* [Problem details]:
Go through the entries below and copy each line that holds the word "sconce".

* [Records drawn from a dataset]:
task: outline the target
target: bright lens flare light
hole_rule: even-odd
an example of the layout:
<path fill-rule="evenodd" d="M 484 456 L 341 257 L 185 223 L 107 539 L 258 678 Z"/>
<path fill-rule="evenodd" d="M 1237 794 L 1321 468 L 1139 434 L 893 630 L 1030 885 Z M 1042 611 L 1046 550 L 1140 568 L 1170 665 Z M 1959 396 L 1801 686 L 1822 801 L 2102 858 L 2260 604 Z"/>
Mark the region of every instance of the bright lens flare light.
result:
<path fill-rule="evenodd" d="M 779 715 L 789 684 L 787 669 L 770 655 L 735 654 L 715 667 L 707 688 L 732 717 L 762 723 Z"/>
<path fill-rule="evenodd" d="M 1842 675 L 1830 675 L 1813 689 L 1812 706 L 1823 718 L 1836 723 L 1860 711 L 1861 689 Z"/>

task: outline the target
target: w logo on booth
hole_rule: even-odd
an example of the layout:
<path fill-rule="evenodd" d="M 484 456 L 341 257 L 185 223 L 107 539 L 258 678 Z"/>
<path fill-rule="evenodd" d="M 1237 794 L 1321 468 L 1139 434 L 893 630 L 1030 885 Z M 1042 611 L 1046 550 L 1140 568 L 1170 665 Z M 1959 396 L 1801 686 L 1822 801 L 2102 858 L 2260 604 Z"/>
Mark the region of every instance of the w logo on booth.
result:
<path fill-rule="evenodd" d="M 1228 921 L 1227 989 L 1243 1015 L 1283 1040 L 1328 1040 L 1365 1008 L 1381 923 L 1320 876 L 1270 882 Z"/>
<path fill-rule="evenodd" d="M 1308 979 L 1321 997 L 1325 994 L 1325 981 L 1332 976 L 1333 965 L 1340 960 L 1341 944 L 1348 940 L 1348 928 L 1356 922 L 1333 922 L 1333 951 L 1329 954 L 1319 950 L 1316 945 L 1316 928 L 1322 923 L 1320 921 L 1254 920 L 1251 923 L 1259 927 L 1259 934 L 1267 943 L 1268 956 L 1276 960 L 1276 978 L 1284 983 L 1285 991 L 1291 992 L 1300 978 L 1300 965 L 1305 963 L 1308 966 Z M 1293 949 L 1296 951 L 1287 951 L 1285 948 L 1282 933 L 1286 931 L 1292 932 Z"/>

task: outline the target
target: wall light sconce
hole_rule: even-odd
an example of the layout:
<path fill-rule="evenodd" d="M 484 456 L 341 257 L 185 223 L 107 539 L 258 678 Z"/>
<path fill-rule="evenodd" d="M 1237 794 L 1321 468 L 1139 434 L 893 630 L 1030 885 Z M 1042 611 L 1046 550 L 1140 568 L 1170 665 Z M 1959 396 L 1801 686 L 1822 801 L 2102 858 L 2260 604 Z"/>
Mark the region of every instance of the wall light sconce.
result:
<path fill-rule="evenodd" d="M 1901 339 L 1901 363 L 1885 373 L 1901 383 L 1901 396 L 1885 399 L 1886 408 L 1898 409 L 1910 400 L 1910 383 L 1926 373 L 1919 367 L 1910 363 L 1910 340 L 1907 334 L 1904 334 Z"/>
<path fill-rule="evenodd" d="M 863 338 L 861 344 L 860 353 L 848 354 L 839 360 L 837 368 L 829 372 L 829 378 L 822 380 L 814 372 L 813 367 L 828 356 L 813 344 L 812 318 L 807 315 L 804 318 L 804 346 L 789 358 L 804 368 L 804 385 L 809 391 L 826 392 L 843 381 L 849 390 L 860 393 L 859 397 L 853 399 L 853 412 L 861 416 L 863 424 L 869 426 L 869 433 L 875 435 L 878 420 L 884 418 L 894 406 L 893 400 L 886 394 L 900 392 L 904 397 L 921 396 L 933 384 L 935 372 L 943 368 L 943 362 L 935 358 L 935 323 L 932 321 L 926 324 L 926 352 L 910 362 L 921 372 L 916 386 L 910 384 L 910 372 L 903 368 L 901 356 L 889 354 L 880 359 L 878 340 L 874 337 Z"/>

* [Finished task]:
target: wall light sconce
Mark the region of every instance of the wall light sconce.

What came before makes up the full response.